• _Wybrany fragment_:

------------------------------------------------

Internet Rzeczy – wygoda, oszczędność i ochrona środowiska w jednym

Pierwszym skojarzeniem z Internetem Rzeczy (IoT), są rozwiązania inteligentnego domu, takie jak roboty sprzątające, oświetlenie sterowane z poziomu aplikacji w smartfonie czy robot kuchenny z dostępem do internetowej bazy przepisów. Ale Internet Rzeczy to również technologie oplatające całe miasta siecią inteligentnych urządzeń, dzięki którym ludzkość może sporo zaoszczędzić i zadbać o środowisko naturalne. Dzięki IoT każde miasto może zmienić się w metropolię przyszłości.

------------------------------------------------

• _Zebrany materiał_:
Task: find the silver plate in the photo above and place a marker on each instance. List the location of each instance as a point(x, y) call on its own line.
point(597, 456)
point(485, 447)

------------------------------------------------

• _Szczegóły zadania_:
Jakie rozwiązania inteligentnego domu podaje jako przykłady fragment o Internecie Rzeczy?

• _Odpowiedź do zadania_:
Roboty sprzątające, oświetlenie sterowane z poziomu aplikacji w smartfonie i robot kuchenny z dostępem do internetowej bazy przepisów.